### Written problem
Everything from the line holding "head shown in the photo above." through the last line below must be repeated exactly, and nothing else.

### Input for this task

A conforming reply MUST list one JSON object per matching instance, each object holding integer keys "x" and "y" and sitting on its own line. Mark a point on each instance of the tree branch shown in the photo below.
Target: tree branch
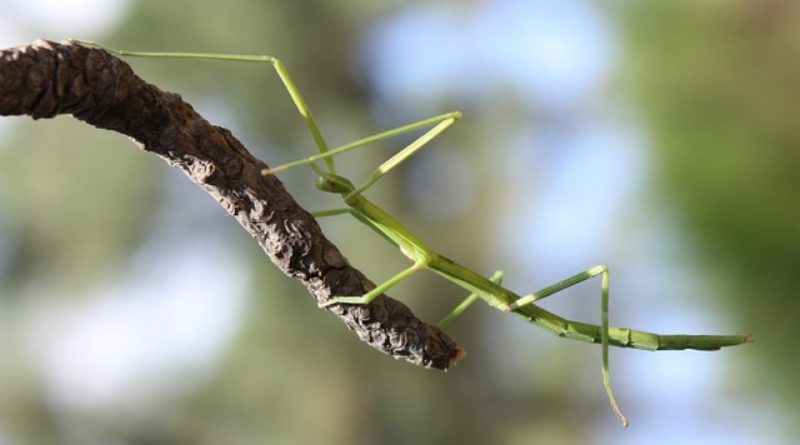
{"x": 45, "y": 79}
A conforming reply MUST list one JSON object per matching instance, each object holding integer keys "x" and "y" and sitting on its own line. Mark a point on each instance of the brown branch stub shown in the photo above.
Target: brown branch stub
{"x": 45, "y": 79}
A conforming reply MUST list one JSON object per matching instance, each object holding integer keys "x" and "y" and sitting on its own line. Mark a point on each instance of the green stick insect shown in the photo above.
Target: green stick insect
{"x": 489, "y": 290}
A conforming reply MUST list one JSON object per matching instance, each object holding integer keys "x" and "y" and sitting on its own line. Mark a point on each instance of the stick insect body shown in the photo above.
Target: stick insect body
{"x": 489, "y": 290}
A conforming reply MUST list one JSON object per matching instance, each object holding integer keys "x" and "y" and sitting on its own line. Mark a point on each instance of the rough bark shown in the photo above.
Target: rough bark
{"x": 44, "y": 79}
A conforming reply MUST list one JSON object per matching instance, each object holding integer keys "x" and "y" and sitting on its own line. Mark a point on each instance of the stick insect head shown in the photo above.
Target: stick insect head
{"x": 329, "y": 182}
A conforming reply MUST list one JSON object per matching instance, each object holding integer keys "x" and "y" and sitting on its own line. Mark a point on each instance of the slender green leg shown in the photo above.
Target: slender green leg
{"x": 332, "y": 212}
{"x": 374, "y": 293}
{"x": 496, "y": 278}
{"x": 405, "y": 153}
{"x": 364, "y": 141}
{"x": 284, "y": 75}
{"x": 604, "y": 286}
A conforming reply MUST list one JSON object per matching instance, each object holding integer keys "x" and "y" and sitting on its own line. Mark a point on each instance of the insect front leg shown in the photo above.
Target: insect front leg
{"x": 374, "y": 293}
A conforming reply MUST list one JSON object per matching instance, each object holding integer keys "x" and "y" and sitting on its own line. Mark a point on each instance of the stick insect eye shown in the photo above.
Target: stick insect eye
{"x": 334, "y": 184}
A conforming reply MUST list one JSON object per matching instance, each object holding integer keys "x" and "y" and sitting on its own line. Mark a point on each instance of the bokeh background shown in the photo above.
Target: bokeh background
{"x": 660, "y": 138}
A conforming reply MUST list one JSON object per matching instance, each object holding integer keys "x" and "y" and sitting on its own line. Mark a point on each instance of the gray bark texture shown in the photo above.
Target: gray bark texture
{"x": 45, "y": 79}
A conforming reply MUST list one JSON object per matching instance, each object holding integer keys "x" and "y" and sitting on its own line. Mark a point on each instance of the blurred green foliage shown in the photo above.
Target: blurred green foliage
{"x": 718, "y": 84}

### Answer
A conforming reply MUST list one JSON object per matching instance, each object holding integer keys "x" and "y" and sitting on its own line. Mark a point on each instance of the stick insect head shown in the photo above.
Target: stick insect head
{"x": 329, "y": 182}
A conforming reply MUST list one JSON object per matching instance, each object holding integer keys "x" and "y" and sitting on its own line. Mark a point on each instance of the slender green leg shown in the photo above.
Target: slender green leg
{"x": 332, "y": 212}
{"x": 374, "y": 293}
{"x": 496, "y": 278}
{"x": 405, "y": 153}
{"x": 364, "y": 141}
{"x": 284, "y": 75}
{"x": 604, "y": 286}
A conforming reply MUST list one JSON object per matching instance, each object holding integer keys "x" and "y" and sitting on its own line. Mark a point on each instance of the insect front leg shown in the photo above.
Target: insect front leg
{"x": 374, "y": 293}
A conforming reply MUST list one JSON object per matching instance, each object holding integer keys "x" and "y" and sitting on its own line. Mark a point on each instance of the stick insect eye shown in the photo above.
Target: stick insect eye
{"x": 334, "y": 184}
A conforming reply MUST list one JSON object per matching instance, each object holding integer keys "x" and "y" and sitting on its own line. Mark a point on each instance of the bokeh background shown in the photo above.
Target: bokeh background
{"x": 660, "y": 138}
A conforming reply MUST list one JSON object per matching instance, each object holding integer keys "x" and "y" and sitting on its own line. Mark a point on each instance of the gray bark texture shown in the photo above.
Target: gray bark texture
{"x": 45, "y": 79}
A conforming reply MUST list one JSON object per matching instance, each object holding integer keys "x" and "y" and sitting on its own line. Mark a point on each instance of the blurred green foliage shown in the photo above.
Target: blurred green foliage
{"x": 718, "y": 84}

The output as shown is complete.